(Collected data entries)

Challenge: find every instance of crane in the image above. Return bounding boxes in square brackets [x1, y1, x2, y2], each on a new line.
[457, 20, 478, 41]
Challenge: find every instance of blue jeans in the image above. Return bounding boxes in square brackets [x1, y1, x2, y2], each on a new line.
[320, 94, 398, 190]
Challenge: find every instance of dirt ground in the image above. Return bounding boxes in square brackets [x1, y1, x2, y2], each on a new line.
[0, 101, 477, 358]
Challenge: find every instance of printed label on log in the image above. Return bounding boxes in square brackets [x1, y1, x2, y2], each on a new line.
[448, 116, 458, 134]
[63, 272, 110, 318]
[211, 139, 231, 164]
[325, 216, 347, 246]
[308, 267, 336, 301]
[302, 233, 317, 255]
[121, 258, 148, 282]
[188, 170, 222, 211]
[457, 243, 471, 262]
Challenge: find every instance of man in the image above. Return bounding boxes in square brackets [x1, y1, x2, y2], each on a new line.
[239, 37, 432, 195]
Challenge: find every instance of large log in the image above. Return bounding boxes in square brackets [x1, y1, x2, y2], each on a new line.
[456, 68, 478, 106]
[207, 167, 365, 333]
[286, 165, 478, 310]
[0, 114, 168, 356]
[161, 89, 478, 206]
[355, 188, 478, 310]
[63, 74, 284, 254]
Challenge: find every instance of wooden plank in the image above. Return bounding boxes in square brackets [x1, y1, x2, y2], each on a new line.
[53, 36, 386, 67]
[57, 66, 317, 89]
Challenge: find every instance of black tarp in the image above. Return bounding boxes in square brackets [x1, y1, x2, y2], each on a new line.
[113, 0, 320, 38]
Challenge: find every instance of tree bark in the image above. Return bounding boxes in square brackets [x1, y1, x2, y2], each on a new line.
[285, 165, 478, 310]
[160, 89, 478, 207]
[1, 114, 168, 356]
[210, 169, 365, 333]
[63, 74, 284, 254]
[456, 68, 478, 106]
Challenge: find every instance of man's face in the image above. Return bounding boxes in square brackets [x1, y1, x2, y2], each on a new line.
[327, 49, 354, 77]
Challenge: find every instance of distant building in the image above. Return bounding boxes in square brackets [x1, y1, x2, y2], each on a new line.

● **WHAT THE TASK ASKS**:
All lines of the data are to be repeated exactly as they stand.

● **ANSWER TO THIS TASK**:
Challenge: find every instance of crane in the image above. Return bounding boxes in square brackets [x1, y1, x2, y2], each on a new line.
[457, 20, 478, 41]
Challenge: find every instance of blue jeans in the image above. Return bounding boxes in square brackets [x1, y1, x2, y2], each on a new line.
[320, 94, 398, 190]
Challenge: find every instance of dirt ground in the image above. Return bounding boxes in square brackets [x1, y1, x2, y2], each on a new line.
[0, 101, 477, 358]
Challenge: find every instance of printed label on log in the image above. Return bounding boxes in square brackets [x1, y1, x2, y2], each on a new line.
[448, 116, 458, 134]
[63, 272, 110, 318]
[211, 139, 231, 164]
[325, 216, 347, 246]
[308, 267, 336, 301]
[302, 233, 317, 255]
[121, 258, 148, 282]
[188, 170, 222, 211]
[457, 243, 471, 262]
Challenge: find every instance of man in the image above. Return bounding boxes in square brackets [x1, y1, x2, y2], each on a new line.
[239, 37, 432, 195]
Challenge: find every instance of large log in the image above. Return bounding boxes in square brackets [x1, y1, x2, y2], each on a new line.
[456, 68, 478, 106]
[207, 167, 365, 333]
[286, 165, 478, 310]
[0, 114, 168, 356]
[161, 89, 478, 206]
[355, 188, 478, 310]
[63, 74, 284, 254]
Challenge: find every instance of wooden plank in the image above. Return bounding boxes in square brackets [x1, y1, x2, y2], each on a new line.
[53, 36, 386, 67]
[57, 66, 317, 89]
Challenge: find every instance of black tarp in the image above. Return bounding boxes in square brackets [x1, y1, x2, y2], each on a new line.
[113, 0, 320, 38]
Challenge: find every instance of tree bark in the image above. Return bounding boxes in square brackets [x1, y1, x2, y2], each on a new line.
[285, 165, 478, 310]
[160, 89, 478, 207]
[1, 114, 168, 356]
[210, 169, 365, 333]
[63, 74, 284, 254]
[456, 68, 478, 106]
Challenge: find every instance of man's face in the image above. Return bounding boxes in square brackets [x1, y1, x2, y2], each on a new line.
[327, 49, 354, 77]
Challenge: find every instance of distant building in the image above. Return bounding boxes in square brackets [x1, y1, x2, y2], each on a new line.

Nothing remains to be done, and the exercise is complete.